Reproduce, word for word, the lines from the one containing "like [1121, 600]." up to and including the one containing "[1157, 671]".

-- START OF GIVEN INFORMATION --

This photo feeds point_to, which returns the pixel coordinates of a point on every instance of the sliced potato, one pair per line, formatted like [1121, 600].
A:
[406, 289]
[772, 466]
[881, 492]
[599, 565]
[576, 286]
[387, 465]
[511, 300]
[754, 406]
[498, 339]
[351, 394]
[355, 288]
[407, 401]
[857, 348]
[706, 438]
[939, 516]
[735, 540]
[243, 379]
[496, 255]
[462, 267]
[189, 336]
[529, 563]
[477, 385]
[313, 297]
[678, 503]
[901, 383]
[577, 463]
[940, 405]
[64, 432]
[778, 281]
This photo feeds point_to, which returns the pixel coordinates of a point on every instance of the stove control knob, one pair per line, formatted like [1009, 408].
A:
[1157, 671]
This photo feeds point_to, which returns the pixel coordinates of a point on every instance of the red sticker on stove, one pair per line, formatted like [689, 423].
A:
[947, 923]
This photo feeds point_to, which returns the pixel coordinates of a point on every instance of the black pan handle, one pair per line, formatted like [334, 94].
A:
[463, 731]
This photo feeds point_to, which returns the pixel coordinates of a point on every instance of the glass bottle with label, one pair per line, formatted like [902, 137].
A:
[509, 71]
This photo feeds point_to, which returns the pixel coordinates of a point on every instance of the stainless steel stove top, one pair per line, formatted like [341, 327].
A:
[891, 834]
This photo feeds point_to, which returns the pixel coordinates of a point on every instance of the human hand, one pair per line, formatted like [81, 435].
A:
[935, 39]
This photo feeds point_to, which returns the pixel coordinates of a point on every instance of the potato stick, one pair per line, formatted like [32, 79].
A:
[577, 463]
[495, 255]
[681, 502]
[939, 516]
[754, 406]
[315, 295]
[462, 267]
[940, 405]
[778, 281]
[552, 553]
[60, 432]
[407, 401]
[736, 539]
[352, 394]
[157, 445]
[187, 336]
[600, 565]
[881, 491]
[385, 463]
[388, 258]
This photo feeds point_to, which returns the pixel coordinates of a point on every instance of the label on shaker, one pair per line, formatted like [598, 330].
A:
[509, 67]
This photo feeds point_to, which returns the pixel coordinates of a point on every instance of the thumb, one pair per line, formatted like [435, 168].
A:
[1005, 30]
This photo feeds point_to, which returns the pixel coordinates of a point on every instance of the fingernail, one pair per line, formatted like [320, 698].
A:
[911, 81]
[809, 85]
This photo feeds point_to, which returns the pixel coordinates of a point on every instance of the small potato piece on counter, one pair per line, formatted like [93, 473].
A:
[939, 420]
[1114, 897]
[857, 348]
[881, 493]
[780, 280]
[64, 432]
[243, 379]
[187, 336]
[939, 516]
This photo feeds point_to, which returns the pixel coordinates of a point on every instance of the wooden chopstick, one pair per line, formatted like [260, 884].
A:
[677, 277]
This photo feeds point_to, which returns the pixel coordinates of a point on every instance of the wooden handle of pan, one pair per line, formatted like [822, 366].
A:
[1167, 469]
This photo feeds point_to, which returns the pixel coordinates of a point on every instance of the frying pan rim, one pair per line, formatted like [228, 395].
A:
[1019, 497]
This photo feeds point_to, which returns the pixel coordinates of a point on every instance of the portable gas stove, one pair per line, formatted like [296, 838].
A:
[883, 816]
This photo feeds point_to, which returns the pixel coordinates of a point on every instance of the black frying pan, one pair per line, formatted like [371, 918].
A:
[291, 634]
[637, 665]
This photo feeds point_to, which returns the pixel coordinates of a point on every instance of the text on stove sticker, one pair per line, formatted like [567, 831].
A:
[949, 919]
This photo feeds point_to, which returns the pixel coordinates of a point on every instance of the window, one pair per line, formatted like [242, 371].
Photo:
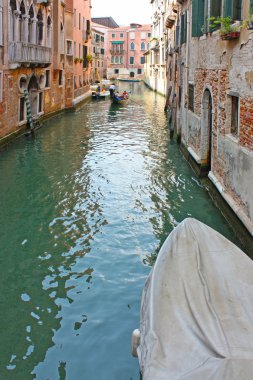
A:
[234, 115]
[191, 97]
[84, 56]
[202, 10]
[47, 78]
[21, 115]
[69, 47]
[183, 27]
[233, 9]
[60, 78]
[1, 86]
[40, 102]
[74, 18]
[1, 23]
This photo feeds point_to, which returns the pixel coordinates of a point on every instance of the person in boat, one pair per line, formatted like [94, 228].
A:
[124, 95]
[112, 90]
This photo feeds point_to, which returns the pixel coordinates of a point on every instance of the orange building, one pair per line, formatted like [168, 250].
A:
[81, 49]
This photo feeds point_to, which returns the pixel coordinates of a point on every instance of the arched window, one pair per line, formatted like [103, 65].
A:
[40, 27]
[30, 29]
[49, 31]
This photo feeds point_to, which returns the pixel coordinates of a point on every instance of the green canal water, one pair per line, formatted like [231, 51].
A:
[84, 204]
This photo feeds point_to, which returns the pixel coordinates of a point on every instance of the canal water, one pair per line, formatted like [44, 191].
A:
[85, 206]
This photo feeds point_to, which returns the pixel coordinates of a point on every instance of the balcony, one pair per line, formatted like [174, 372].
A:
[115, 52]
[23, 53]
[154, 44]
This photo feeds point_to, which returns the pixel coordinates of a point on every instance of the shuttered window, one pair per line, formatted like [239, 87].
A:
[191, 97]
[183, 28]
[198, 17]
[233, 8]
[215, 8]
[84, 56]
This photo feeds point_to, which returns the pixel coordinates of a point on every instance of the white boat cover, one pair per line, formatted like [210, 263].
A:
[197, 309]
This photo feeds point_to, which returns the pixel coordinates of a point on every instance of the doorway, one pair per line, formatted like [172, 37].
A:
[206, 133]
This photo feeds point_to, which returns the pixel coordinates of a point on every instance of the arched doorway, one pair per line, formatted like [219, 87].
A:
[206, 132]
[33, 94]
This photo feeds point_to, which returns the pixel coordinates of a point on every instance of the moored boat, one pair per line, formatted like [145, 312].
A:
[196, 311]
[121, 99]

-- END OF GIVEN INFORMATION --
-- START OF GIVEN INFORMATION --

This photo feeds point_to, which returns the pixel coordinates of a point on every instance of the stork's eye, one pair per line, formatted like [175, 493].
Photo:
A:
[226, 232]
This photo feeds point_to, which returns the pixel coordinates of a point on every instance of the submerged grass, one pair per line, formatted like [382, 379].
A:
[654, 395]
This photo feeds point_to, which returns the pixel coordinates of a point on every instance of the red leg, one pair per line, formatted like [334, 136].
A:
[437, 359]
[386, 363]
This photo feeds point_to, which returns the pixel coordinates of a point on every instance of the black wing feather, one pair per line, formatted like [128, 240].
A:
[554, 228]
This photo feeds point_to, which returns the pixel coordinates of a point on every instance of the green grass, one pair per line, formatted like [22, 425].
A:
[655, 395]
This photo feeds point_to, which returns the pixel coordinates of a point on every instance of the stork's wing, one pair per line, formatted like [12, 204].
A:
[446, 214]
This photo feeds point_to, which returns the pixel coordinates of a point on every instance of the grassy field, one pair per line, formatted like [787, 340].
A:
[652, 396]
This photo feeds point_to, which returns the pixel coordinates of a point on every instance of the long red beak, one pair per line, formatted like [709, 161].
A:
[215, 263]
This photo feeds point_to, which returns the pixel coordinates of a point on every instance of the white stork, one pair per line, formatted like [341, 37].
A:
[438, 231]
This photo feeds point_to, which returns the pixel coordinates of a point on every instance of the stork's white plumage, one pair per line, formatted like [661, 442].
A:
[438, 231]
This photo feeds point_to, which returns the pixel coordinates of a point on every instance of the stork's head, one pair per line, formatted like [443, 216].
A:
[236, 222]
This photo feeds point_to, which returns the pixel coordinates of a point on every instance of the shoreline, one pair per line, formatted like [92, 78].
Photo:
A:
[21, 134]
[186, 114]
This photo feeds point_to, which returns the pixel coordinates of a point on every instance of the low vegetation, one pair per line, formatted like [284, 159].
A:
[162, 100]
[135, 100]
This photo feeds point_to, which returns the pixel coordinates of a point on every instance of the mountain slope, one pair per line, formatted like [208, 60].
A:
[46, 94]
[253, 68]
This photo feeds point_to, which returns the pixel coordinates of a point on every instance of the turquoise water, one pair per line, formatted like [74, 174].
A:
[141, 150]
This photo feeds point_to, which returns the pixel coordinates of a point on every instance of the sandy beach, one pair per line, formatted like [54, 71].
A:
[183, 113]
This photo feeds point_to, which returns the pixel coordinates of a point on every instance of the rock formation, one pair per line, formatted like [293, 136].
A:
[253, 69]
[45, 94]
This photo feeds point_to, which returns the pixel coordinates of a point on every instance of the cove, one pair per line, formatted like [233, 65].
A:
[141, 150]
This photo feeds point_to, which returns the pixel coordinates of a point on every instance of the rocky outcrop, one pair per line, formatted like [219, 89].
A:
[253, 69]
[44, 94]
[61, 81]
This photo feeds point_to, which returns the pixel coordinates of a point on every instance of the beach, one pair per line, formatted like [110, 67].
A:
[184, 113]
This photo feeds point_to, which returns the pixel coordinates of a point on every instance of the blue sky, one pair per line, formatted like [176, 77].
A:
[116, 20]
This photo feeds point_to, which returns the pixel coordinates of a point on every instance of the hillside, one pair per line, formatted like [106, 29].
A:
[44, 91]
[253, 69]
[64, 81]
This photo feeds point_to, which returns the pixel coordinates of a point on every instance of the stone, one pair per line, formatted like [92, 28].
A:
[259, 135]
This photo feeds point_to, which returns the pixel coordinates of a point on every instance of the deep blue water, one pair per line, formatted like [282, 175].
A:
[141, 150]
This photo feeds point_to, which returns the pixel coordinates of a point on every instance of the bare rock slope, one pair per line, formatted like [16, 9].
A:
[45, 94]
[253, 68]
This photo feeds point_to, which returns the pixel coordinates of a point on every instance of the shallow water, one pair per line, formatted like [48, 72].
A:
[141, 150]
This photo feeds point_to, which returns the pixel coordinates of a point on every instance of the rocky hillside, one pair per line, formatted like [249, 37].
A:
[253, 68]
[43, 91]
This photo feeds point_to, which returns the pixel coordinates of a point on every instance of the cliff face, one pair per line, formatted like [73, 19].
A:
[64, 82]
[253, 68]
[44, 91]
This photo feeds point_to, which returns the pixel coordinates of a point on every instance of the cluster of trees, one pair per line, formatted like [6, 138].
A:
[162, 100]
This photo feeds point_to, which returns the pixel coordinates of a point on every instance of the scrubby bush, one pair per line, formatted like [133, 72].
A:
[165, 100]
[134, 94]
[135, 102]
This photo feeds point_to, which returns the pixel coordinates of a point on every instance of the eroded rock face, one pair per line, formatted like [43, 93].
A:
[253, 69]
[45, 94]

-- END OF GIVEN INFORMATION --
-- START OF GIVEN INFORMATION --

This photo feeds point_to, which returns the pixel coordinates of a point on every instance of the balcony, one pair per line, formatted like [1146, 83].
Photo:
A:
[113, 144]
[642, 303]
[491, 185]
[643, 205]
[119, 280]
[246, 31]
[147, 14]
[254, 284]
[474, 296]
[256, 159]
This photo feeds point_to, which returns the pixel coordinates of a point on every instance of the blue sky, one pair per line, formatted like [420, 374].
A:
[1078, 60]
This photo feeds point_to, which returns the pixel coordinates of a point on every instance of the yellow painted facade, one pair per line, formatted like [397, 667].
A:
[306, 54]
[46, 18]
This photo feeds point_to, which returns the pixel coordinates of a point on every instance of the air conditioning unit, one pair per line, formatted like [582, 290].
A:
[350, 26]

-- END OF GIVEN INFORMATION --

[EXERCISE OUTPUT]:
This photo feeds point_to, which returns the pixel coordinates of a point on every instance of the sliced potato, one pair per line, formatted like [1121, 600].
A:
[406, 289]
[772, 466]
[881, 492]
[599, 565]
[576, 286]
[387, 465]
[511, 300]
[754, 406]
[498, 339]
[351, 394]
[355, 288]
[407, 401]
[857, 348]
[706, 438]
[939, 516]
[735, 540]
[243, 379]
[496, 255]
[462, 267]
[189, 336]
[529, 563]
[477, 385]
[313, 297]
[678, 503]
[901, 383]
[577, 463]
[940, 405]
[64, 432]
[778, 281]
This photo feeds point_to, which returns the pixel coordinates of a point on every instance of the stove control knob, one pair per line, formatted like [1009, 408].
A:
[1157, 671]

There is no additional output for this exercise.